■ **GIVEN INSTRUCTION A**
Quote the whole passage on the history of Syria, word for word.

■ **PROVIDED PASSAGE**
● ● ● ● ●

History and Government

History: Syria has been inhabited for tens of thousands of years and, as a result, has a rich cultural history. The area that is now Syria was part of the Empire of Mesopotamia around 2300 BC, during which time the cities of Ugarit (where the oldest written alphabet in the world is believed to have been developed) and Byblos grew to become powerful commercial centres. By about 500 BC, southern Syria had fallen under the control of Egypt, while the northern principalities had been welded into the Mitanni Empire. Within a few centuries, however, the Hittites from the north had overrun all of Syria, an empire that in turn collapsed in the face of invasions by the Mediterranean Sea peoples. The history of the following centuries, until the eventual destruction of the Kingdom of Judah in 539 BC, is one of a struggle by Babylonians, Canaanites, Assyrians, Phoenicians and many other tribes and empires for control of Syrian trade. Alexander the Great absorbed Syria into his empire in 333 BC, however, control of the region was disputed for the following two centuries – on this occasion between the various people trying to gain control of his inheritance.

● ● ● ● ●

■ **MATERIAL FOR THE TASK**

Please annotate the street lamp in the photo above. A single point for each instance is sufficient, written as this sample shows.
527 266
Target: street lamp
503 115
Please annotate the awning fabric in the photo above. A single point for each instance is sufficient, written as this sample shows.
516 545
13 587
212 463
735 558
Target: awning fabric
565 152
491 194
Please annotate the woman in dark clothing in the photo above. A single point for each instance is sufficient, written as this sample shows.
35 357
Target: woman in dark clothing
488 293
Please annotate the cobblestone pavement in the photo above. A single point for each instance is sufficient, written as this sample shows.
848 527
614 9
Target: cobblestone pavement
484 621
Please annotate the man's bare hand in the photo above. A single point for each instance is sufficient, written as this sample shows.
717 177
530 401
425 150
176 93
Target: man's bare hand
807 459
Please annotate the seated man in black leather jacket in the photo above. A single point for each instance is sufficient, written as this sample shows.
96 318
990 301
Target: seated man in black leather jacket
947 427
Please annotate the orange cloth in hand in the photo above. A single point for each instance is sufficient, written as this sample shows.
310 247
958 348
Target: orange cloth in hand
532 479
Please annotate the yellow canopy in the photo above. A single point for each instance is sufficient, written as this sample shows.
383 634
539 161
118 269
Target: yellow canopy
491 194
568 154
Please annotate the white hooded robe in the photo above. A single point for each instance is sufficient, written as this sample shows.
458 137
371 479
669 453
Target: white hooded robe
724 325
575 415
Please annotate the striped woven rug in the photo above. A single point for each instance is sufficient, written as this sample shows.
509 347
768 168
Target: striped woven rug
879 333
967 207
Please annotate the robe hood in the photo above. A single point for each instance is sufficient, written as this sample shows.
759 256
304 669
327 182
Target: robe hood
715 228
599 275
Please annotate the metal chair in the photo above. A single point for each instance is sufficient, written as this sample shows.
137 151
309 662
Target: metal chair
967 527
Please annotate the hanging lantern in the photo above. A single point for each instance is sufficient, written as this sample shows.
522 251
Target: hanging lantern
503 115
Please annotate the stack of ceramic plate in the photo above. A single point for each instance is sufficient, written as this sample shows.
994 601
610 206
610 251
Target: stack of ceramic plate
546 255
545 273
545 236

● ● ● ● ●

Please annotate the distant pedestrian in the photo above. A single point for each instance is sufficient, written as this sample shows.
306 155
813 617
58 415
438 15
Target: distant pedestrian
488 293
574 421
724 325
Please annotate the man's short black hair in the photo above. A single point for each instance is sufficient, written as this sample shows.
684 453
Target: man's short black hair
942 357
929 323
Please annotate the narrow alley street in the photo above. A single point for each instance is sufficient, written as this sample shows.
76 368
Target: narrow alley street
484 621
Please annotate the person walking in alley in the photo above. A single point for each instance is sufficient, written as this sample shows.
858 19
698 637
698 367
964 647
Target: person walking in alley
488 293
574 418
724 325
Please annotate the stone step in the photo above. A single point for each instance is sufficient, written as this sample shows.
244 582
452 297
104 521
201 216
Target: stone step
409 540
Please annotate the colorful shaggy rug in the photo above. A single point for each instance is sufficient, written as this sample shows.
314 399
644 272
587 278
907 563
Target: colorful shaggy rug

● ● ● ● ●

■ **GIVEN INSTRUCTION B**
How many lines of the listing contain the string "robe"? Reply with the number alone.

■ **WRITTEN ANSWER A**
History and Government

History: Syria has been inhabited for tens of thousands of years and, as a result, has a rich cultural history. The area that is now Syria was part of the Empire of Mesopotamia around 2300 BC, during which time the cities of Ugarit (where the oldest written alphabet in the world is believed to have been developed) and Byblos grew to become powerful commercial centres. By about 500 BC, southern Syria had fallen under the control of Egypt, while the northern principalities had been welded into the Mitanni Empire. Within a few centuries, however, the Hittites from the north had overrun all of Syria, an empire that in turn collapsed in the face of invasions by the Mediterranean Sea peoples. The history of the following centuries, until the eventual destruction of the Kingdom of Judah in 539 BC, is one of a struggle by Babylonians, Canaanites, Assyrians, Phoenicians and many other tribes and empires for control of Syrian trade. Alexander the Great absorbed Syria into his empire in 333 BC, however, control of the region was disputed for the following two centuries – on this occasion between the various people trying to gain control of his inheritance.

■ **WRITTEN ANSWER B**
4